タスクの説明: 以下の行をすべて、列名を「query」と「result」とする2列のCSVに変換してください。1件につき1行とし、本文と回答はそれぞれ引用符で囲んだ1つのフィールドに収め、改行は空白に置き換える。

データセットの内容:
________

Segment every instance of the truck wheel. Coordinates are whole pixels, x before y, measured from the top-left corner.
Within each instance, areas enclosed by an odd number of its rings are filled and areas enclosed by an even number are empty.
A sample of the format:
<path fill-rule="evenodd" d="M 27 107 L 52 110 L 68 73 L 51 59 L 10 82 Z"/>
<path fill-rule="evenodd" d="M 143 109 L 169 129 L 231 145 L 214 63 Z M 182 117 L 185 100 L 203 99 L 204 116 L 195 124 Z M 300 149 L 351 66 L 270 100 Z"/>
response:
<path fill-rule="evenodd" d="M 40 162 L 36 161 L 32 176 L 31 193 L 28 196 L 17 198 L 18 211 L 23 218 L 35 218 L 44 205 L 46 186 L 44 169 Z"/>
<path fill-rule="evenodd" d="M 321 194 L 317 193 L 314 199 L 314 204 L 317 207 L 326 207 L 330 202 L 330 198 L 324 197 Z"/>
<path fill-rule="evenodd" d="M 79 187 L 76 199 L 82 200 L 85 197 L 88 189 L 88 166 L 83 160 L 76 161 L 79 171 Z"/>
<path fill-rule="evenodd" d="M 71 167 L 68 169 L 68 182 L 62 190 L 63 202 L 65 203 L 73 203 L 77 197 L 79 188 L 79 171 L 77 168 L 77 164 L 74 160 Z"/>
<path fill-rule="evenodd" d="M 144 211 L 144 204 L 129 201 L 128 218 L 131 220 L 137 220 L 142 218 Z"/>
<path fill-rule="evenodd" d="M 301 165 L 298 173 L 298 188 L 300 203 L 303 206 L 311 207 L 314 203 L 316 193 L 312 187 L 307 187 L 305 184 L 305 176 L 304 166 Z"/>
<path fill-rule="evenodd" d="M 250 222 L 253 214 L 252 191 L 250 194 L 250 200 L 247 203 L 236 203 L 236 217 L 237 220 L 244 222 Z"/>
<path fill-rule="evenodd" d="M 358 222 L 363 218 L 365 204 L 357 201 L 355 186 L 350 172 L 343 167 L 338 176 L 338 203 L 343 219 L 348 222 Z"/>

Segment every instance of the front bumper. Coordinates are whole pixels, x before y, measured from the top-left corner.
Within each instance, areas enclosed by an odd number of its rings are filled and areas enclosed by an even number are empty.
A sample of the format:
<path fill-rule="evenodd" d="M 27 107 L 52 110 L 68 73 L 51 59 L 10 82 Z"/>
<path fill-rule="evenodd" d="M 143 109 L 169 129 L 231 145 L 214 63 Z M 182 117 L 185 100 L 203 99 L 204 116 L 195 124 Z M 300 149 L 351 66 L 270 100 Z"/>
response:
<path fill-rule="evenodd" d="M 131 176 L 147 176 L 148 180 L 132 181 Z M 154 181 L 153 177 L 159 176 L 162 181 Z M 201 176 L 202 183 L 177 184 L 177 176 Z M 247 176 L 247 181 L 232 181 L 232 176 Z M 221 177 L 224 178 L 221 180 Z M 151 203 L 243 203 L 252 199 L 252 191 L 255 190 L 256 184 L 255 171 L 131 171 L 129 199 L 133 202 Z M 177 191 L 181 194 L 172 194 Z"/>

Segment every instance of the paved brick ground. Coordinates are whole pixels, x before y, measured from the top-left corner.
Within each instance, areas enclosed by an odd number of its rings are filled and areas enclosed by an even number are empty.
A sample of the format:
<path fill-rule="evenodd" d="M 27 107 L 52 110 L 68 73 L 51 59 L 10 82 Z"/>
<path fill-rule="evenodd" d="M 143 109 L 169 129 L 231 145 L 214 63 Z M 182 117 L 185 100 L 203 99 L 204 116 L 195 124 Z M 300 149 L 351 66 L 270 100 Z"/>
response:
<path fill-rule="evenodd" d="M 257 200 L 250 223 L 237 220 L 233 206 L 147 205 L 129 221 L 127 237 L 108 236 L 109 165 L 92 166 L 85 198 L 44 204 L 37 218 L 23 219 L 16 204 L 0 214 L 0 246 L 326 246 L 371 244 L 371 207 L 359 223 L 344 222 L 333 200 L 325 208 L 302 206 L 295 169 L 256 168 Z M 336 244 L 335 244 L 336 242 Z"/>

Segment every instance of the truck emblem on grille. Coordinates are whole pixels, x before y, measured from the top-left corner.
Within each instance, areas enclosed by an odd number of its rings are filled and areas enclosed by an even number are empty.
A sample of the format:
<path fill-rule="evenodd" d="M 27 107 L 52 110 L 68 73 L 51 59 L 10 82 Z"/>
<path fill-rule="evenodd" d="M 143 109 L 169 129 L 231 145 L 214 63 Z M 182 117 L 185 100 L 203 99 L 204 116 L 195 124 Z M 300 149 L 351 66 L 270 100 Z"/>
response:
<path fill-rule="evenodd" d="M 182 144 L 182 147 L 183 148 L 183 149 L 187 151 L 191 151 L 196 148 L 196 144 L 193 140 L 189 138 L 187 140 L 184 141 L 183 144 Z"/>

________

解答済みの問題:
query,result
"Segment every instance of the truck wheel. Coordinates are whole pixels, x before y, measured from the top-left corner. Within each instance, areas enclosed by an odd number of its rings are filled and areas enclosed by an even number are empty. A sample of the format: <path fill-rule=""evenodd"" d=""M 27 107 L 52 110 L 68 73 L 51 59 L 10 82 Z""/> <path fill-rule=""evenodd"" d=""M 143 109 L 169 129 L 231 145 L 214 63 Z M 182 117 L 185 100 L 203 99 L 204 116 L 195 124 Z M 300 149 L 351 66 L 270 100 Z""/> response:","<path fill-rule=""evenodd"" d=""M 40 162 L 36 161 L 32 176 L 31 193 L 28 196 L 17 198 L 18 211 L 23 218 L 35 218 L 44 205 L 46 186 L 44 169 Z""/> <path fill-rule=""evenodd"" d=""M 321 194 L 317 193 L 314 199 L 314 204 L 317 207 L 326 207 L 330 202 L 330 198 L 324 197 Z""/> <path fill-rule=""evenodd"" d=""M 79 187 L 76 199 L 82 200 L 85 197 L 88 189 L 88 166 L 83 160 L 76 161 L 79 171 Z""/> <path fill-rule=""evenodd"" d=""M 71 167 L 68 169 L 68 182 L 62 190 L 63 202 L 65 203 L 73 203 L 77 197 L 79 188 L 79 171 L 77 168 L 77 164 L 74 160 Z""/> <path fill-rule=""evenodd"" d=""M 144 211 L 144 204 L 129 201 L 128 218 L 131 220 L 137 220 L 142 218 Z""/> <path fill-rule=""evenodd"" d=""M 301 165 L 298 173 L 298 188 L 300 203 L 303 206 L 311 207 L 314 203 L 316 193 L 312 187 L 307 187 L 305 184 L 305 176 L 304 166 Z""/> <path fill-rule=""evenodd"" d=""M 250 222 L 253 214 L 252 191 L 250 194 L 250 200 L 247 203 L 236 203 L 236 217 L 237 220 L 244 222 Z""/> <path fill-rule=""evenodd"" d=""M 358 222 L 363 218 L 365 204 L 357 201 L 355 186 L 350 172 L 343 167 L 338 176 L 338 203 L 343 219 L 348 222 Z""/>"
"Segment every instance of the front bumper. Coordinates are whole pixels, x before y, measured from the top-left corner. Within each instance, areas enclosed by an odd number of its rings are filled and areas enclosed by an even number are empty. A sample of the format: <path fill-rule=""evenodd"" d=""M 27 107 L 52 110 L 68 73 L 51 59 L 10 82 Z""/> <path fill-rule=""evenodd"" d=""M 143 109 L 169 129 L 231 145 L 214 63 Z M 182 117 L 185 100 L 203 99 L 204 116 L 195 124 Z M 300 149 L 351 66 L 270 100 Z""/> response:","<path fill-rule=""evenodd"" d=""M 131 176 L 147 176 L 148 180 L 132 181 Z M 154 181 L 153 177 L 159 176 L 162 181 Z M 201 176 L 202 183 L 177 184 L 177 176 Z M 247 176 L 247 181 L 232 181 L 232 176 Z M 221 177 L 224 178 L 221 180 Z M 151 203 L 243 203 L 252 199 L 252 191 L 255 190 L 256 184 L 255 171 L 131 171 L 129 199 L 133 202 Z M 177 191 L 181 194 L 172 194 Z""/>"
"Segment every instance of the paved brick ground. Coordinates are whole pixels, x before y, measured from the top-left corner. Within each instance, areas enclosed by an odd number of its rings are filled and areas enclosed by an even number are empty. A sample of the format: <path fill-rule=""evenodd"" d=""M 27 107 L 52 110 L 68 73 L 51 59 L 10 82 Z""/> <path fill-rule=""evenodd"" d=""M 143 109 L 169 129 L 231 145 L 214 63 Z M 182 117 L 185 100 L 203 99 L 204 116 L 195 124 Z M 300 149 L 351 66 L 270 100 Z""/> response:","<path fill-rule=""evenodd"" d=""M 257 200 L 250 223 L 237 220 L 233 206 L 147 205 L 129 221 L 127 237 L 108 236 L 109 165 L 92 166 L 85 198 L 44 204 L 37 218 L 23 219 L 16 204 L 0 214 L 0 246 L 326 246 L 371 244 L 371 207 L 359 223 L 344 222 L 333 200 L 325 208 L 302 206 L 295 169 L 256 168 Z M 336 244 L 335 244 L 336 242 Z""/>"
"Segment every instance of the truck emblem on grille. Coordinates are whole pixels, x before y, measured from the top-left corner. Within each instance, areas enclosed by an odd number of its rings are filled and areas enclosed by an even number are empty. A sample of the format: <path fill-rule=""evenodd"" d=""M 27 107 L 52 110 L 68 73 L 51 59 L 10 82 Z""/> <path fill-rule=""evenodd"" d=""M 143 109 L 169 129 L 231 145 L 214 63 Z M 182 117 L 185 100 L 203 99 L 204 116 L 195 124 Z M 300 149 L 351 66 L 270 100 Z""/> response:","<path fill-rule=""evenodd"" d=""M 182 144 L 182 147 L 183 148 L 183 149 L 187 151 L 191 151 L 196 148 L 196 144 L 193 140 L 189 138 L 187 140 L 184 141 L 183 144 Z""/>"